**What needs to be done**
Pick up the water and sewer news briefs below where they stop, and write the next few paragraphs.

**Excerpted passage**
News Briefs: Bay Area Utility May Cap Water Use

Also in this week's sewer and water news, environmental officials in Maryland warn that the Back River is unsafe for human contact

East Bay Municipal Utility District — the California Bay Area’s largest water provider — has announced it may soon impose water use caps on its customers as the state faces an ongoing drought. The limits would be enforceable by tacking on fines for those who exceed the limit.

“This summer, we will certainly need to cinch our belts not just in the Bay Area but statewide,” Dave Briggs, director of operations and maintenance for the district, told the San Francisco Chronicle. “Our goal is to not only ensure we’re ready for a hot summer, but to secure our water resources because next year could also be dry.”

East Bay Municipal Utility District serves 1.4 million customers in the Bay Area.

Environment Officials Warn Maryland's Back River Is Unsafe for Human Contact

Due to contaminants in Back River that can cause illness, the Maryland Department of the Environment and the Maryland Department of Health recently issued recommendations that citizens avoid contact with Back River water, advising against drinking, swimming or wading in the water.

The departments also advised that people wash themselves with soap and water after coming into contact with the river’s water.

The advisory was issued in consultation with the Baltimore County Department of Health and Baltimore City. The advisory will remain in effect until further notice.

“The health advisory is a necessary and protective step in our broader effort to stabilize the situation and dramatically improve the operation and maintenance of Baltimore’s world-class wastewater asset,” says Maryland Environment Secretary Ben Grumbles.

**Dataset**
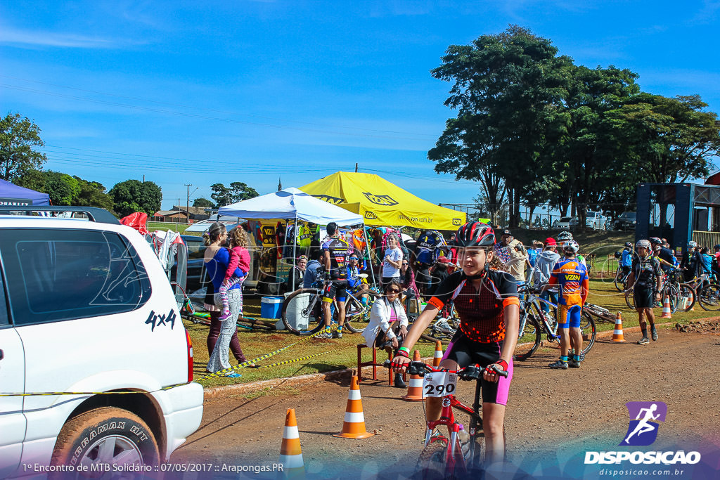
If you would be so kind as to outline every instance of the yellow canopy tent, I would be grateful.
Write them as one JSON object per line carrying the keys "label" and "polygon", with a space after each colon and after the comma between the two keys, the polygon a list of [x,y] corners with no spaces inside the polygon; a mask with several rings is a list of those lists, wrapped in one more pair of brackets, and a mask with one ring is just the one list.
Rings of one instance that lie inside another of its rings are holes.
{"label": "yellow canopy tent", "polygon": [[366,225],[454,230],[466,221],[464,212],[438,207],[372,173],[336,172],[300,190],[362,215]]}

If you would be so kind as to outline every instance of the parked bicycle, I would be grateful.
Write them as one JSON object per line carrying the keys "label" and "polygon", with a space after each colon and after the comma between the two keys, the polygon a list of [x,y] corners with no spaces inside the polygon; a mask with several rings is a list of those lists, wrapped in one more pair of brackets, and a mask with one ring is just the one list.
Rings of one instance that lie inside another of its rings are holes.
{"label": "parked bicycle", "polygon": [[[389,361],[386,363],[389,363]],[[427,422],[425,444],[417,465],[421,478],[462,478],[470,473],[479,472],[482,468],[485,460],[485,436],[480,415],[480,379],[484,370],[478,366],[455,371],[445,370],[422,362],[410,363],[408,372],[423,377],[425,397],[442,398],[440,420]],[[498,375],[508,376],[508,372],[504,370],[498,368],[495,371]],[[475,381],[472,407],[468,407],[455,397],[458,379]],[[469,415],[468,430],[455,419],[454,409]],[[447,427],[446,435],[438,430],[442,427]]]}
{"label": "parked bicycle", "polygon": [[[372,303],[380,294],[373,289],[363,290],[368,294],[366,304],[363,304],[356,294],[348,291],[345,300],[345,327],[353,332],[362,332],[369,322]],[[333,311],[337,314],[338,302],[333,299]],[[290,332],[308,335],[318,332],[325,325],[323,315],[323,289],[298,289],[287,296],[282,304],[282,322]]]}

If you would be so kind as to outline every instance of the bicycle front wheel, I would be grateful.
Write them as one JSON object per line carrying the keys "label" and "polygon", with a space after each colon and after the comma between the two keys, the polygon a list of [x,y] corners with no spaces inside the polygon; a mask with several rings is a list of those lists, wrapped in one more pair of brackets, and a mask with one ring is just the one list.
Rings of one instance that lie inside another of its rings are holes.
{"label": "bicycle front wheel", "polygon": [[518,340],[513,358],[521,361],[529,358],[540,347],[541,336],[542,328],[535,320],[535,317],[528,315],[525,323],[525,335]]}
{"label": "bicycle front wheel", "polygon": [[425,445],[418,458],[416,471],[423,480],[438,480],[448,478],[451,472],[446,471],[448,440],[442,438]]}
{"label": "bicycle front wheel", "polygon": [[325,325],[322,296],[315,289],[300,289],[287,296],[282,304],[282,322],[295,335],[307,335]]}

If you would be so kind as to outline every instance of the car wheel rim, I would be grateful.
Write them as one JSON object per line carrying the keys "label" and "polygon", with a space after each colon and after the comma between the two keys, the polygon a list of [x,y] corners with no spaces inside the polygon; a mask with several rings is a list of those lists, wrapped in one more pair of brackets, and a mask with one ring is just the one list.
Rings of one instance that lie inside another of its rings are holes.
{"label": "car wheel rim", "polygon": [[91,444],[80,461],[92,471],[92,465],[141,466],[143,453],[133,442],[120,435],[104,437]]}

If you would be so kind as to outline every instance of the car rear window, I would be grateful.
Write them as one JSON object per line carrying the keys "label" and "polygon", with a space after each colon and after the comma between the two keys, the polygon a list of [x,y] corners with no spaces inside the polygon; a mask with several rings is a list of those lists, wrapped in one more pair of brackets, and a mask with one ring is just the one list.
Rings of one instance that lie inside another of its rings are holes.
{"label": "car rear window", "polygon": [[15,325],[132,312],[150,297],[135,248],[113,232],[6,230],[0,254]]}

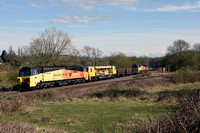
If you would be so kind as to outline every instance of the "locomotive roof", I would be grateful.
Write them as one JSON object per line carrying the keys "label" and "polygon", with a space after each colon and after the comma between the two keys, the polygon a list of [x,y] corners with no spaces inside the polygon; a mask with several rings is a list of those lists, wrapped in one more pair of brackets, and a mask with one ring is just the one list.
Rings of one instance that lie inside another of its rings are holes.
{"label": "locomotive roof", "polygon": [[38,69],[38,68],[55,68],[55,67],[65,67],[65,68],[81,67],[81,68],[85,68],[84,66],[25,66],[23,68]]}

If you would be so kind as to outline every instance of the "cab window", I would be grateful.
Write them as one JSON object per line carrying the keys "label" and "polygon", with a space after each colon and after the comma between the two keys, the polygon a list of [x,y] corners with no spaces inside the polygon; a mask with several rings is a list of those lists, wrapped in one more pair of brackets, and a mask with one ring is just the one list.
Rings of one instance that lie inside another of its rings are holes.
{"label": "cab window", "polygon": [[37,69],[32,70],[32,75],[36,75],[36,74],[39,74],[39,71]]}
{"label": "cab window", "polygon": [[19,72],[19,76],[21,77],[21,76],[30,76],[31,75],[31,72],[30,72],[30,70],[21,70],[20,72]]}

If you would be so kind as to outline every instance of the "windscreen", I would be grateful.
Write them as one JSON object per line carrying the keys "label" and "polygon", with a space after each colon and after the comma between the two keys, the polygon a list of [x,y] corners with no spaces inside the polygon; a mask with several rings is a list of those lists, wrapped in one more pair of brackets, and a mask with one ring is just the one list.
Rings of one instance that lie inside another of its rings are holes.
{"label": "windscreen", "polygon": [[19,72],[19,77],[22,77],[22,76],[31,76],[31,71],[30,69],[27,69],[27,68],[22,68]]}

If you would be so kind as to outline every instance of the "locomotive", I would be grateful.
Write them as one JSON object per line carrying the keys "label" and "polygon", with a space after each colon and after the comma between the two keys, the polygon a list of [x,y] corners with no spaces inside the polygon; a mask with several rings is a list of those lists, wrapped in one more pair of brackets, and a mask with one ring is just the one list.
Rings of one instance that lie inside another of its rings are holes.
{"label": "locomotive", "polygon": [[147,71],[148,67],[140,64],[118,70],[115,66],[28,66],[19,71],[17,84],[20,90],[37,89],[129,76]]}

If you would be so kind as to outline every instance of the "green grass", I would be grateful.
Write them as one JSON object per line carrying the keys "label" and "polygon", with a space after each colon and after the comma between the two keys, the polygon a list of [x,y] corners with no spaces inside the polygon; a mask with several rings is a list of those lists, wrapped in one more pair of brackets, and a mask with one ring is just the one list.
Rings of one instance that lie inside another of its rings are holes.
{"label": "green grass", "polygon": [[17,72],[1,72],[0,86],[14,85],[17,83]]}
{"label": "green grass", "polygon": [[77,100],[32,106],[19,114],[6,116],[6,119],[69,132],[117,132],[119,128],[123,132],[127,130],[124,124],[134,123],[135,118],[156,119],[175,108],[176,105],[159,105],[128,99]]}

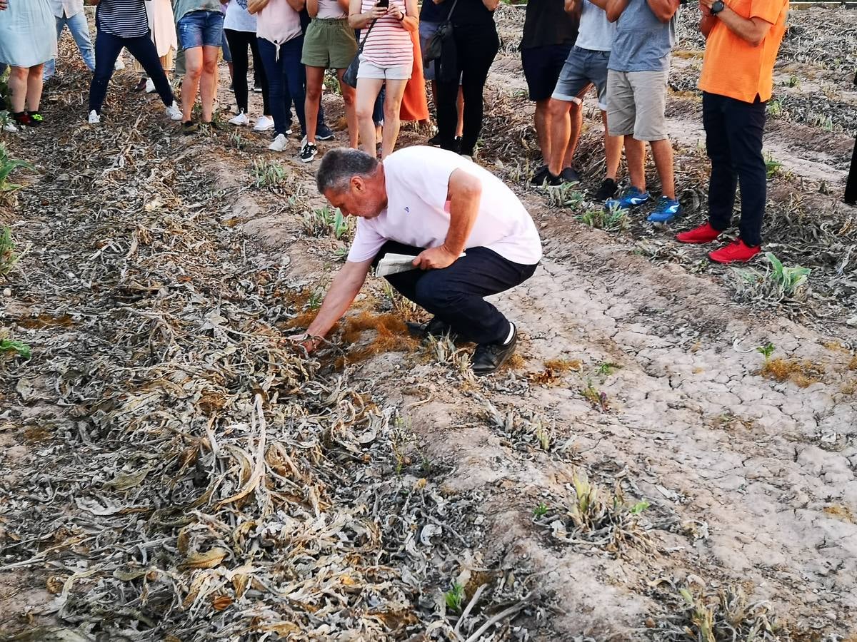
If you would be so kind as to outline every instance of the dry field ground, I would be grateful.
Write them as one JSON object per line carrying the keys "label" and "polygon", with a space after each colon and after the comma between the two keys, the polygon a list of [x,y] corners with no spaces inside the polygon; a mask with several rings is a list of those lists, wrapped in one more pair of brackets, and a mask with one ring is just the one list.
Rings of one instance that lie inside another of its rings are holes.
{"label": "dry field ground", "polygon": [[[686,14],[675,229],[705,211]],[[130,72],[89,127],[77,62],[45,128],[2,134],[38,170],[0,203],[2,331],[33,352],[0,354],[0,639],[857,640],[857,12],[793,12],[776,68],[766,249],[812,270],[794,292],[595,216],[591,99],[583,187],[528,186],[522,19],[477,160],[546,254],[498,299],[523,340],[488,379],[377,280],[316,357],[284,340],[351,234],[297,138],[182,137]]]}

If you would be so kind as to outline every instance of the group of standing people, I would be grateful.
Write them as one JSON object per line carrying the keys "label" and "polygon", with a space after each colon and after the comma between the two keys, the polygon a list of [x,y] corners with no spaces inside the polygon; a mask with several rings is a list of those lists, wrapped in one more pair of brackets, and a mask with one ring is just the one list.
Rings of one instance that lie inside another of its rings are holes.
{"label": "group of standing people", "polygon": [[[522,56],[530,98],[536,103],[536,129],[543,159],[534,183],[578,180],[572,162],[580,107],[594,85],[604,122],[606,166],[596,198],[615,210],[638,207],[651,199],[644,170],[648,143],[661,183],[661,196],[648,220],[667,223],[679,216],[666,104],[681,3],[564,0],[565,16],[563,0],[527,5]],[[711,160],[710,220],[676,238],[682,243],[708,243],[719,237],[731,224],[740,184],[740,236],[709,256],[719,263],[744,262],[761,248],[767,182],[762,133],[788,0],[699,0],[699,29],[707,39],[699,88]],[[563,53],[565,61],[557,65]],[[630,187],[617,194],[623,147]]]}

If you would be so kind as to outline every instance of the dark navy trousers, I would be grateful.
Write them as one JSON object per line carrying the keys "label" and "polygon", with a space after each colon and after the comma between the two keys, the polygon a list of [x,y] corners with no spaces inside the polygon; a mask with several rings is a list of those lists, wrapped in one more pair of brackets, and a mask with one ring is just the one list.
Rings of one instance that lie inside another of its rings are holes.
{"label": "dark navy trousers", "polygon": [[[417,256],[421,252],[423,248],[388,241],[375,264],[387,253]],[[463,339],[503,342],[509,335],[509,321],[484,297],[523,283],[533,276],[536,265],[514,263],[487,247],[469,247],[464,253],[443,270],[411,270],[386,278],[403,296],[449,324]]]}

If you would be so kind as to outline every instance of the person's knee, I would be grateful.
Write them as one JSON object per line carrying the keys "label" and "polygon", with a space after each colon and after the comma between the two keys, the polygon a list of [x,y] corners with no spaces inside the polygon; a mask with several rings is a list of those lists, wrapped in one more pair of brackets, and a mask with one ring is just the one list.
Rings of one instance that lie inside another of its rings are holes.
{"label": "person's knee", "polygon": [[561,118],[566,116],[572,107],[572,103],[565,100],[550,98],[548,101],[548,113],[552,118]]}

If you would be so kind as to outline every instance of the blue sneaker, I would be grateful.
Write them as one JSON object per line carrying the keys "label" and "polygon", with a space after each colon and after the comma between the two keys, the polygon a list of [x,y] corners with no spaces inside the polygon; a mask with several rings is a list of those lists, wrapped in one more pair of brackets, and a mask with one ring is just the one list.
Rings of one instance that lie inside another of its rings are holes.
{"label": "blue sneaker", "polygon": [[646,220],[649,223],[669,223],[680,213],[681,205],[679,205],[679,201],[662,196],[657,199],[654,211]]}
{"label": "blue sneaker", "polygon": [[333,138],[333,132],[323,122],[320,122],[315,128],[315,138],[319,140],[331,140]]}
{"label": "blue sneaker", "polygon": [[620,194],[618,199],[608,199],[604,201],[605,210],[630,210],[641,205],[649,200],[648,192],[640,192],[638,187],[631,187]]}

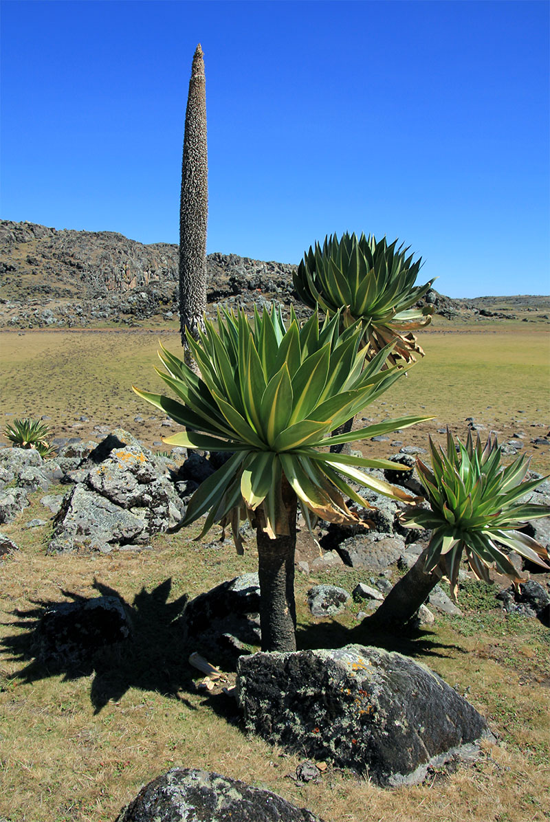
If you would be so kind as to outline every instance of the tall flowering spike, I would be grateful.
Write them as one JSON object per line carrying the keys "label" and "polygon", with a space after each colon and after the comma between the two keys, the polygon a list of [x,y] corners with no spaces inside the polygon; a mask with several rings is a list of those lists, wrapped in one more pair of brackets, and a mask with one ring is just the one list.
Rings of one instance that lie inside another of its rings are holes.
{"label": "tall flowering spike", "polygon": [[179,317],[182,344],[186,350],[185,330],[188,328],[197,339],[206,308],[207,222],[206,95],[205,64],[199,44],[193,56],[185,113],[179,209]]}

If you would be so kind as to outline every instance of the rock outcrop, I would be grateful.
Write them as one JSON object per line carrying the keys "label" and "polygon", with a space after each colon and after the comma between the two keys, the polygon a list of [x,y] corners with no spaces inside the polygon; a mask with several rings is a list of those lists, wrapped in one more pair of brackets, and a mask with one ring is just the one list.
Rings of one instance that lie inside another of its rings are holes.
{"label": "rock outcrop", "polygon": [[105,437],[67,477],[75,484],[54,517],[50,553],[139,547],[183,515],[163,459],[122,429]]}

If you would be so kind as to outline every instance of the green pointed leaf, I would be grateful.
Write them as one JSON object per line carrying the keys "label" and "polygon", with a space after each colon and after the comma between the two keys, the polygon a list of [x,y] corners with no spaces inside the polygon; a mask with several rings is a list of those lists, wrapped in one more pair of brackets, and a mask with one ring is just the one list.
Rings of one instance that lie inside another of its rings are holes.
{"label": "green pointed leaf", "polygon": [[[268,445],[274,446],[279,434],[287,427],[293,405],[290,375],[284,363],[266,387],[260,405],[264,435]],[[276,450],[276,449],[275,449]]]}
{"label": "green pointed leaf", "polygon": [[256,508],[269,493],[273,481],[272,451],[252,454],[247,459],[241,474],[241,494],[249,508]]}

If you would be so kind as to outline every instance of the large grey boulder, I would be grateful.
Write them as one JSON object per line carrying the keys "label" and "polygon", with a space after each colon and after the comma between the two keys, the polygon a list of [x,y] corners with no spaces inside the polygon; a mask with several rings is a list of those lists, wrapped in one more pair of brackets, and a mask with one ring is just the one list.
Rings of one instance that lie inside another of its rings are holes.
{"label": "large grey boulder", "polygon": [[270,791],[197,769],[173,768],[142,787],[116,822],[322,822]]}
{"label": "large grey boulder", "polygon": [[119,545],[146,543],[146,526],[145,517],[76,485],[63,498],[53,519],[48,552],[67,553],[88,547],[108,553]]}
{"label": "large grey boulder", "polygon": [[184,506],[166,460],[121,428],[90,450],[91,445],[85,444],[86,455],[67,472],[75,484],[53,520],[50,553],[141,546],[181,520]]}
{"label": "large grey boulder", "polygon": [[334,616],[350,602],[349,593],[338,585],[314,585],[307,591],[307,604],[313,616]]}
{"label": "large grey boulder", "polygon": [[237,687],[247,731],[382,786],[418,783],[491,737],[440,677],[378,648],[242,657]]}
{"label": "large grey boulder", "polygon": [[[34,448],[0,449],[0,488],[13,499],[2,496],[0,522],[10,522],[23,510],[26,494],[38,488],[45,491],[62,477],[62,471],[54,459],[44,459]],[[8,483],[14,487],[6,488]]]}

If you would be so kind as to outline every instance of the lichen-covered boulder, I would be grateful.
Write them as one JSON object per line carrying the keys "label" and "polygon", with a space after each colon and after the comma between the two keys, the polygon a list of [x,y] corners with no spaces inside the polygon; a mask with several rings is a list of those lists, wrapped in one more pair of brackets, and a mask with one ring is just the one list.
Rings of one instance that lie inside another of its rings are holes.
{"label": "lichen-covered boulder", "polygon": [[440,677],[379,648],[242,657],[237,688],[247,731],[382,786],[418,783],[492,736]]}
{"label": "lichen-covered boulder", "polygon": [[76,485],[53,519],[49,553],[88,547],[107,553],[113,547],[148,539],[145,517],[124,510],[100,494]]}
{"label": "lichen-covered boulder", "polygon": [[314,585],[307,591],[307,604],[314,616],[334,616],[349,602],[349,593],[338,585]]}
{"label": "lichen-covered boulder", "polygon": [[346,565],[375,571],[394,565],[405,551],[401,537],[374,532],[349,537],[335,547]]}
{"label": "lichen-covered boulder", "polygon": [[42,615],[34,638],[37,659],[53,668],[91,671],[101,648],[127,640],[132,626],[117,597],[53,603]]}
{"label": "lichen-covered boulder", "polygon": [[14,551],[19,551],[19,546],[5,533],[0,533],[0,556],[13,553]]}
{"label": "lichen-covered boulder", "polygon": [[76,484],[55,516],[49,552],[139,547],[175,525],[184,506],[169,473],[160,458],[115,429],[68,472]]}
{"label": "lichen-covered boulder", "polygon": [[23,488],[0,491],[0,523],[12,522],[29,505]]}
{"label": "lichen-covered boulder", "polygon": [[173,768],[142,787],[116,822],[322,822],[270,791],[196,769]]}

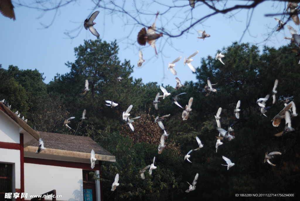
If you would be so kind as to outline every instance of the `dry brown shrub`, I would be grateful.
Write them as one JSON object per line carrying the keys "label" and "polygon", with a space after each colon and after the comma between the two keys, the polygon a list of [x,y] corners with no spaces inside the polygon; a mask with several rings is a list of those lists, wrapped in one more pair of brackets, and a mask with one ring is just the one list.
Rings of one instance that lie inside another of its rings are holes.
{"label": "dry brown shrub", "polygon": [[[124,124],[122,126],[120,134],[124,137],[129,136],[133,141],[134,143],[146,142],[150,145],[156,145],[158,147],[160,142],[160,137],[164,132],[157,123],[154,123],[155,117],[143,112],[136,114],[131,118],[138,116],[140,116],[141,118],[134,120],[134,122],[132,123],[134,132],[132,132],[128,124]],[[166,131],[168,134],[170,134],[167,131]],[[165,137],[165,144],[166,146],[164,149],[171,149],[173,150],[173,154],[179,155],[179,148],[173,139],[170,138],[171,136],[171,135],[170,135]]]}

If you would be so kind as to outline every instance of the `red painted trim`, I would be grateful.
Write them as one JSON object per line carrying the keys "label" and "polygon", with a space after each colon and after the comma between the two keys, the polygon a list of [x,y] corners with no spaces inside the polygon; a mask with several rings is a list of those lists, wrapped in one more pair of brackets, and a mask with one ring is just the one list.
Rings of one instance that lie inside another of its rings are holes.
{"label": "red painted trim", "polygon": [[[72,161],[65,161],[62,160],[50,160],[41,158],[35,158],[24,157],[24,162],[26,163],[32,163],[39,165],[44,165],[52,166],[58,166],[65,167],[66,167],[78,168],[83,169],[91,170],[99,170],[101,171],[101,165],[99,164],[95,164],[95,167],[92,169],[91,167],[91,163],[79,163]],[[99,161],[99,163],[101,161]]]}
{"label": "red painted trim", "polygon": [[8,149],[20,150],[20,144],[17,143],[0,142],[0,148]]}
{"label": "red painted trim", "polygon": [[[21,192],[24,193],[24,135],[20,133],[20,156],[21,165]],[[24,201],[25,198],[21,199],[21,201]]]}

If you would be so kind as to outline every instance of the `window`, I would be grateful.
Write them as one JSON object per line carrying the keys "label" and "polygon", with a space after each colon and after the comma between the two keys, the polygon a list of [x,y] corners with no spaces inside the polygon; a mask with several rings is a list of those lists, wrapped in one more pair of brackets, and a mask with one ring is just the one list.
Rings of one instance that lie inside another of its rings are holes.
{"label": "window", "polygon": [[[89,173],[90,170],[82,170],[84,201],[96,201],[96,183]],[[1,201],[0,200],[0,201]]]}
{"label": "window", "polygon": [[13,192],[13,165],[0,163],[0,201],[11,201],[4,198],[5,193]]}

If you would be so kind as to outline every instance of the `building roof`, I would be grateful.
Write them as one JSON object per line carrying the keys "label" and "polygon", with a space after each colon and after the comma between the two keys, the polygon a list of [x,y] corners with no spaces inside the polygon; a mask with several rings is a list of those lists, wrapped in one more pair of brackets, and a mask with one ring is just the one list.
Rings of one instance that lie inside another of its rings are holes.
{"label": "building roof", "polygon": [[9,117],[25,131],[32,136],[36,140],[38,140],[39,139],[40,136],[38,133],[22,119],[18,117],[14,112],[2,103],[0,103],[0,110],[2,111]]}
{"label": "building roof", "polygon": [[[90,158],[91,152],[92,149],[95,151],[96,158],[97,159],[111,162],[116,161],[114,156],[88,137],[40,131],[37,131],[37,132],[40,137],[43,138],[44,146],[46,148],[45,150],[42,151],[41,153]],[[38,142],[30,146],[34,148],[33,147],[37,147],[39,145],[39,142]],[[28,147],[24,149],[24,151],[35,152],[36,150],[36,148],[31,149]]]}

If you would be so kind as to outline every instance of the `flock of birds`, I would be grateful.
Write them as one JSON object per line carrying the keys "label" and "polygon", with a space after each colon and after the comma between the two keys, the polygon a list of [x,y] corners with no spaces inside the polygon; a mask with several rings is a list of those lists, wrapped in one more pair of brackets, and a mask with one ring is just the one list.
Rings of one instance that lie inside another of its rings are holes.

**Task output**
Results of recent water sampling, received April 20, showed bacteria levels above the state water contact standard for samples taken from three of four sampling locations.

The story continues to unfold as Maryland Secretary of the Environment Ben Grumbles ordered in March that the Maryland Environmental Service take control of the Back River Wastewater Treatment Plant in Baltimore County after it experienced compliance issues.

EPA to Invest $308 Million Into Illinois City's Distribution Program

The U.S. Environmental Protection Agency kicked off Water Week 2022 by announcing two Water Infrastructure Finance and Innovation Act (WIFIA) loans totaling $308 million to the City of Joliet, Illinois. EPA’s WIFIA loans will support the Alternative Water Source Program, which will tap into Lake Michigan as a sustainable source of drinking water to benefit the city and neighboring communities.

“Water Week 2022 is focused on elevating clean water as a national priority and EPA’s WIFIA program is a powerful investment tool that is helping achieve that goal in Joliet and communities across the country,” says EPA Assistant Administrator for Water Radhika Fox. “Clean, reliable, and affordable water is essential to everyone, and this project will help the city transition from counting on a depleted aquifer to a much more reliable and sustainable source of water.”

The City of Joliet’s two WIFIA loans will support the planning, design and program management costs for the Alternative Water Source Program and the modernization of the city’s existing water distribution system. These projects will enable a new connection to Lake Michigan as a primary water source while also identifying and replacing lead service lines and reducing the system’s water loss from over 30% to under 10% — saving 2.5 mgd. An Illinois State Water Survey projection has indicated that local aquifers will be unable to support the city’s maximum daily water demand by 2030.